TESTO PROPOSTO:

--------------------

C'è tuttavia un tema di accettazione sociale intorno alle biotecnologie…
"È compito anche nostro spiegare ai consumatori che le New breeding techniques non hanno nulla a che fare con i vecchi Ogm transgenici. Si tratta di tecnologie sostenibili che non fanno altro che riprodurre in maniera più veloce e controllata ciò che avviene in natura. Sono dunque uno strumento per rendere l'agricoltura più sostenibile e il made in Italy più competitivo".

Ma come fare a spiegare al consumatore i meccanismi complessi che stanno dietro alle Nbt?
"Quello che dobbiamo fare è spiegare i benefici che queste apportano. Dire ad esempio che piante migliori avranno bisogno di meno agrofarmaci e saranno in grado di resistere meglio ai cambiamenti climatici. Tutto questo lavoro di divulgazione noi lo facciamo ogni giorno, ad esempio attraverso Cibo per la mente oppure sostenendo iniziative come il Mantova Food&Science Festival".

Proprio durante il festival che si terrà a Mantova il 2-4 ottobre prossimi svelerete la declinazione italiana del nuovo Good growth plan. Ci può anticipare qualcosa?
"Il Ggp è il grande impegno di Syngenta per una agricoltura più sostenibile dal punto di vista sociale e ambientale. Abbiamo lanciato il progetto nel 2013 con obiettivi ambiziosi che sono stati tutti raggiunti, se non addirittura superati. Abbiamo definito quest'anno nuovi e ancora più sfidanti traguardi e deciso di investire risorse importanti per raggiungerli. Due numeri su tutti: nei prossimi anni investiremo 2 miliardi di dollari per promuovere l'innovazione e ci siamo impegnati a ridurre del 50% la carbon footprint dei nostri processi operativi entro il 2030".

Che cosa vi ha spinto ad impegnarvi sul fronte ambientale?
"Il tema della sostenibilità è oggi centrale nella vita delle persone e in tutte le politiche pubbliche, come dimostra il Green deal e la strategia From farm to fork dell'Unione europea. Crediamo che anche Syngenta, come azienda leader nello sviluppo di prodotti innovativi, abbia il dovere di affiancare gli agricoltori al fine di promuovere un'agricoltura più sostenibile e rispettosa dell'ambiente e delle persone. Un'agricoltura che in definitiva tutela se stessa".

--------------------

DATI FORNITI:
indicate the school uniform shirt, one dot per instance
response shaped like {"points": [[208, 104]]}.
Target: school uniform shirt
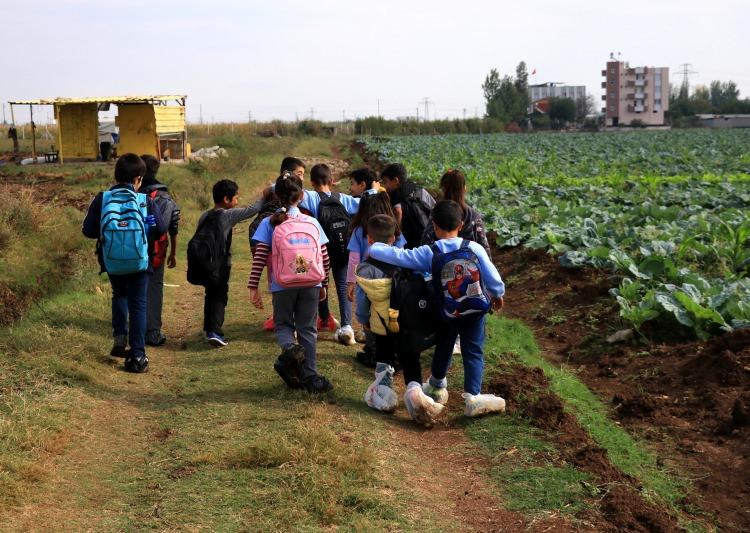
{"points": [[420, 259], [311, 202], [264, 235], [358, 247]]}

--------------------

CONSEGNA:
Rispondi in breve a queste domande sul testo proposto:
(a) In quali giorni si terrà il festival a Mantova?
(b) In che anno Syngenta ha lanciato il Good growth plan?
(c) Quali due iniziative dell'Unione europea vengono nominate?
Le righe non c'entrano niente con il testo proposto.

RISPOSTA:
(a) Dal 2 al 4 ottobre.
(b) Nel 2013.
(c) Il Green deal e la strategia From farm to fork.